(Seçilen metin)
Ot ve saman fiyatları zirvede..

0

Artvin ve Ardahan’da kuraklık nedeniyle otlar büyümeyince besiciler, ot ve samana yöneldi. Hububatta rekolte düşük olunca saman üretimi düştü, fiyatlar zirve yaptı.

Besici, fiyatı iki kat artan ot ve samanı alamadı, satıcılar da satış yapamadı. Ardahan’a saman satmaya gelen Şanlıurfalı Cuma Altunpark, “Kurtarmıyor ne esnafı, ne fakiri, ne fukarayı, kimseyi kurtarmıyor yani kıtlık var.” dedi. Besiciler ile ot ve saman satıcılar, şöyle konuştular:

Erzurum’un Oltu ilçesinden Ardanuç’a ot satmaya gelen Fuat Yücel: “Kuraklık nedeniyle ota talep fazla. Aşırı derecede fiyatlar, kuraklıktan dolayı yüksek olduğu için satışlarda insanlar hem nakit yönüyle itiraz ediyorlar, bir de nakit olmadığı için pahalı geldiğini söylüyorlar. Biz de bunu, kuraklığın olduğunu insanlara anlatamıyoruz. Mardin’den, Diyarbakır’dan da sürekli saman geliyor ama talebi karşılamıyor. Karşılamadığı gibi de fiyatlar otomatikman yükseliyor. Yükseldiği zamanda tüketiciye aşırı derecede maliyetli bir şekilde yansıyor.”

Ardahan’a saman satmaya gelen Şanlıurfalı Cuma Altunpark: “Geçen sene samanı buraya 750 liraya satıyorduk. Bu sene bin 250-bin 300’e satıyoruz. Siverek’ten aldığımız saman 850-950 arasında değişiyor. Kuraklık, ot yok, millet perişan, para yok, saman alacak parası yok. Hayvanı satılmıyor, piyasa düşük, etin kilosu üç senedir, dört senedir daha 65 lira. Saman yüzde 100’ü buldu, hayvan fiyatı aynı, kurtarmıyor yani. Geçen sene 750 liraydı, iyiydi kurtarıyordu. Bu sene bu şekilde kurtarmıyor ne esnafı, ne fakiri, ne fukarayı, kimseyi kurtarmıyor yani kıtlık var.”

(Kayıtlı veriler)
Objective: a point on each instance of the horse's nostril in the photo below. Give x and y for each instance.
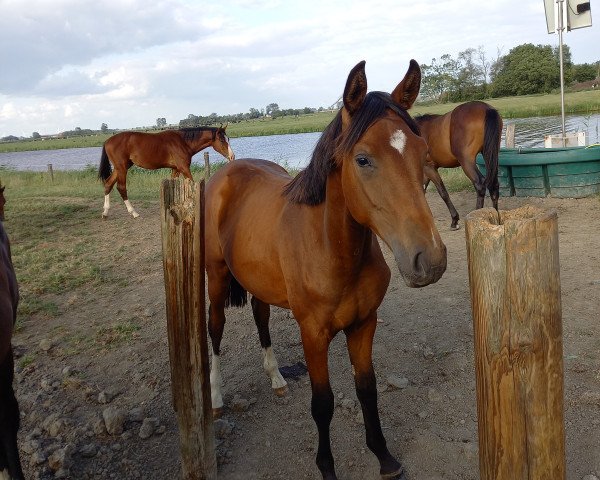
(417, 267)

--

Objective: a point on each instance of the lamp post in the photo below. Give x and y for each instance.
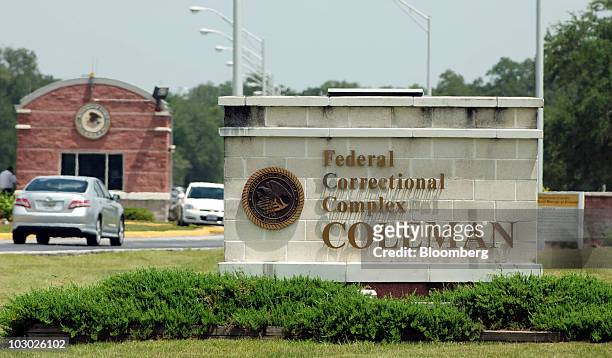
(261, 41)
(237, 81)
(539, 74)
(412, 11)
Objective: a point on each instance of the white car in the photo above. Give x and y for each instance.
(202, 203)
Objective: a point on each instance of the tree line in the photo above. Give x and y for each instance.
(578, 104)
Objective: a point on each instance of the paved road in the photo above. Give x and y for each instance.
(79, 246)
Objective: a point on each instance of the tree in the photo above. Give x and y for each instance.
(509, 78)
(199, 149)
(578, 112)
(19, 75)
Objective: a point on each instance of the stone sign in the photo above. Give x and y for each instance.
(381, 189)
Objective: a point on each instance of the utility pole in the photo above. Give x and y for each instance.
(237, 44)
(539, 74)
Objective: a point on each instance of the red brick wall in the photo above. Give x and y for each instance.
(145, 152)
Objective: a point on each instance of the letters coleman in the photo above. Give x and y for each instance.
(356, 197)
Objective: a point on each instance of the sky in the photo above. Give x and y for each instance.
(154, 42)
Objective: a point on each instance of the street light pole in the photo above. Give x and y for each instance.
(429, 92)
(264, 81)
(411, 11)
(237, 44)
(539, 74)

(Görev 1)
Ot ve saman haberinde samanın nereden geldiği ya da nereden satın alındığı söylenen yerlerin hepsini sırala.
(Görev 2)
Ot ve saman haberinden "Artvin ve Ardahan’da" sözlerinin geçtiği yerden başlayan, "fiyatlar zirve yaptı." sözlerinden sonra biten bölümü birebir yaz.
Kayıtlara başvurmanız gerekmiyor.

(Çözüm 1)
Mardin, Diyarbakır, Siverek

(Çözüm 2)
Artvin ve Ardahan’da kuraklık nedeniyle otlar büyümeyince besiciler, ot ve samana yöneldi. Hububatta rekolte düşük olunca saman üretimi düştü, fiyatlar zirve yaptı.